__STATED TASK__:
Please show every line of the records below that contains the word "white".

__DATA PROVIDED__:
>>>>>

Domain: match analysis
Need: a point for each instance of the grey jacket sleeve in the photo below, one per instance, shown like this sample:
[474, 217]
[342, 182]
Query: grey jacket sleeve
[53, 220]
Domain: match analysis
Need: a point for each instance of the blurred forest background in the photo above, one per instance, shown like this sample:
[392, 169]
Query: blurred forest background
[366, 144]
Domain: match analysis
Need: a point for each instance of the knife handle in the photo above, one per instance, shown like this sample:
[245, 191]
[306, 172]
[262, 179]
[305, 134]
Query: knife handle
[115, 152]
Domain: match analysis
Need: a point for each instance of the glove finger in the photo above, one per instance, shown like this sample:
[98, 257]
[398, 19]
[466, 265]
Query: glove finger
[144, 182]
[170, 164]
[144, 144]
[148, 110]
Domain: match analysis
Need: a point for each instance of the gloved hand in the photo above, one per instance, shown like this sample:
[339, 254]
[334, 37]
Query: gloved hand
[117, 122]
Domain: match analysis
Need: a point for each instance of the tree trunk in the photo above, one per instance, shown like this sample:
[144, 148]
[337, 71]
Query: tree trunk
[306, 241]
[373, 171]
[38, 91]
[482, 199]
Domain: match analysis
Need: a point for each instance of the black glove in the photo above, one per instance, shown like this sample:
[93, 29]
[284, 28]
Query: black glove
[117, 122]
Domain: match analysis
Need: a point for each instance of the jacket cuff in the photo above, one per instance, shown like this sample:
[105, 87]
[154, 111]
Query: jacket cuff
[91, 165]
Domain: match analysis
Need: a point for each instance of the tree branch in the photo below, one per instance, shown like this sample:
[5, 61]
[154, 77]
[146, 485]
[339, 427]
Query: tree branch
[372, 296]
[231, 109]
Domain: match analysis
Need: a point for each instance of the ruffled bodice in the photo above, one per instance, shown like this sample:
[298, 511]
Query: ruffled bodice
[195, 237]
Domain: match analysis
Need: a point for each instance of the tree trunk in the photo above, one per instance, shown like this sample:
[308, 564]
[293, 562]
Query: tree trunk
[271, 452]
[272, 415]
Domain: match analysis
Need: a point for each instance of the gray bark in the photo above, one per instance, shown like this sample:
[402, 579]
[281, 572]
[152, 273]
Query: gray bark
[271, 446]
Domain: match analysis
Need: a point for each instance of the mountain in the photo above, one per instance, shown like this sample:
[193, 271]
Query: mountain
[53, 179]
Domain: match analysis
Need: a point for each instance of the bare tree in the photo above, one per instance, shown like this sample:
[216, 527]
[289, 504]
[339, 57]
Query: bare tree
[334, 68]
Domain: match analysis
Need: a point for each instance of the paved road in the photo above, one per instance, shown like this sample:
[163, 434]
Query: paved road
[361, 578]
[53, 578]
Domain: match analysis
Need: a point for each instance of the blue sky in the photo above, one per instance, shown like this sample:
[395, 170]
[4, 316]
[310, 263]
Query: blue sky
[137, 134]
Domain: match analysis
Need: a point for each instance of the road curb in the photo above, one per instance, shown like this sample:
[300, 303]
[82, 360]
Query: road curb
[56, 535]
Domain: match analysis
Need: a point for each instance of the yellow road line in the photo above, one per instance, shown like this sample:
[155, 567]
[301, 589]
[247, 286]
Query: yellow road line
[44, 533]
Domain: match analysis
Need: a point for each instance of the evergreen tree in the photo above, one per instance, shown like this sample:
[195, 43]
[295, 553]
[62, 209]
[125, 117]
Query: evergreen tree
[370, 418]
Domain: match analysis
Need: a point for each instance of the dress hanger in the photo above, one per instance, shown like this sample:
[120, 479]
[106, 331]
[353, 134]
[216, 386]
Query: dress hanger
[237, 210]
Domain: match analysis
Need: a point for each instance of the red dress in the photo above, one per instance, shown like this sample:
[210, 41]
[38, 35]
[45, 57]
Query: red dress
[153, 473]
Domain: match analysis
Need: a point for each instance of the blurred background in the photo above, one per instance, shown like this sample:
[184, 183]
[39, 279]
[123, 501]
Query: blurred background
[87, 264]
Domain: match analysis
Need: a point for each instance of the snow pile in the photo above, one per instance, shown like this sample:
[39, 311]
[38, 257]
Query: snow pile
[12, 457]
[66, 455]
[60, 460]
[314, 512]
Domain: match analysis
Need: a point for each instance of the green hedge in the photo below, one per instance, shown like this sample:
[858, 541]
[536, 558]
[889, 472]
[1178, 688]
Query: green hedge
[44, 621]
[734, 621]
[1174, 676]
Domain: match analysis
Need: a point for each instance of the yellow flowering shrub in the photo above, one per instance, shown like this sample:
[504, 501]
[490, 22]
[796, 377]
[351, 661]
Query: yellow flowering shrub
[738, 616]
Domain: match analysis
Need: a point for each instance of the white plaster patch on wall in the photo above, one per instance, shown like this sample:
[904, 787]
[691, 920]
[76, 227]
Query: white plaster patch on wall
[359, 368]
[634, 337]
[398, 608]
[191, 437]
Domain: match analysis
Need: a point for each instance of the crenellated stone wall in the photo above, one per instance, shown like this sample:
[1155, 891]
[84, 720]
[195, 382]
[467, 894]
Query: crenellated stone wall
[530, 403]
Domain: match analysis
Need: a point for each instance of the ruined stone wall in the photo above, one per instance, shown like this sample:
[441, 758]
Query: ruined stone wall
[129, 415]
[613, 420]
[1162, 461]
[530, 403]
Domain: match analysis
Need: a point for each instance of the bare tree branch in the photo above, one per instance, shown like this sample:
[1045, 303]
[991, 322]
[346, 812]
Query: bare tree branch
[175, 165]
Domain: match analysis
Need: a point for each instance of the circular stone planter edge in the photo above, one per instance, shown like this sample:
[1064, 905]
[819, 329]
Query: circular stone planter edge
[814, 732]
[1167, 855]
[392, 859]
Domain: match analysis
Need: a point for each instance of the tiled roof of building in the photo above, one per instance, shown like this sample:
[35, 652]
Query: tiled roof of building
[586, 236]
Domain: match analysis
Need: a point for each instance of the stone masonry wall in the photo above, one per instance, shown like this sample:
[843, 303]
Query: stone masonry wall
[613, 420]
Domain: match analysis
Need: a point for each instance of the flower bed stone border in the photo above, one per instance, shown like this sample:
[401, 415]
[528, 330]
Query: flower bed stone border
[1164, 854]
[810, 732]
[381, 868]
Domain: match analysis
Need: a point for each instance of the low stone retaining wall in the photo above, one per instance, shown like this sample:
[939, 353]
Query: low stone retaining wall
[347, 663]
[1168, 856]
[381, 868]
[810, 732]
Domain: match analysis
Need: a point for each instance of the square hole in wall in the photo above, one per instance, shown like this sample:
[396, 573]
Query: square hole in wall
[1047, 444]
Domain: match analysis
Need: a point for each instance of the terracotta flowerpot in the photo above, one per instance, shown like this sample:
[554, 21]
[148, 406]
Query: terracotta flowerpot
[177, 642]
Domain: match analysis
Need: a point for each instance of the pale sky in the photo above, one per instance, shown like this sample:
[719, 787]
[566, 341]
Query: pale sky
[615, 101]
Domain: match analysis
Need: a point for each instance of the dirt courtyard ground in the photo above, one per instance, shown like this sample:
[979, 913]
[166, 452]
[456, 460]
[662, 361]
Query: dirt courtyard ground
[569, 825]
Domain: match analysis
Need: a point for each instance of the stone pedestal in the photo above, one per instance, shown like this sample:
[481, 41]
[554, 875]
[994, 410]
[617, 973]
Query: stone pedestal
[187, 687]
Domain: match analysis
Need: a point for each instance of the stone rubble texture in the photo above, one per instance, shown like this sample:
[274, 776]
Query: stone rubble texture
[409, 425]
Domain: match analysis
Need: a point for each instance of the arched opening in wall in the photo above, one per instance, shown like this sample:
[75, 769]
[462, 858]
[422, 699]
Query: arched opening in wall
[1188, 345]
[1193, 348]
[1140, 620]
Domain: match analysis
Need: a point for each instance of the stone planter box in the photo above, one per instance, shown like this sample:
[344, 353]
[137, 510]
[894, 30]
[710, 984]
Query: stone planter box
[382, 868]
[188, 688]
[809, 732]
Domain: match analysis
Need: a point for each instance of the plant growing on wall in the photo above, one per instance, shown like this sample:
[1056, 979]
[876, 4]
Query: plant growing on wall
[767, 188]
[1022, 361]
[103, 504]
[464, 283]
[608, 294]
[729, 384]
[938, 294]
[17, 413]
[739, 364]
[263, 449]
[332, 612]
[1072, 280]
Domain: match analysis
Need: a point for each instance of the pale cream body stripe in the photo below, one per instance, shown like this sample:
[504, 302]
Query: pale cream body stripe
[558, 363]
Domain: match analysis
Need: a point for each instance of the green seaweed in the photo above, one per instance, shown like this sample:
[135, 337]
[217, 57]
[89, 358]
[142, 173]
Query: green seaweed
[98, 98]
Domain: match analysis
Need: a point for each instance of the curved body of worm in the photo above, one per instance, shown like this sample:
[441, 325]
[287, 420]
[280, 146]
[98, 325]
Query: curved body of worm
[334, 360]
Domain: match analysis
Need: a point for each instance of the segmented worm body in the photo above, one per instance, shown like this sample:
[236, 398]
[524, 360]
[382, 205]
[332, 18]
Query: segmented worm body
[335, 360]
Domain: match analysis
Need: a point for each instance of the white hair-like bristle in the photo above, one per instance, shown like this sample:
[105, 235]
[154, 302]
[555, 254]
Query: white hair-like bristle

<<<<<

__EXERCISE RESULT__:
Need: a point for each instance of the white plaster patch on wall in the photo above, one per instance, shown like this sample:
Query: white plaster patch on wall
Need: a point for each instance of the white hair-like bristle in the photo above, one per instance, shown like this sample:
Query: white hair-like bristle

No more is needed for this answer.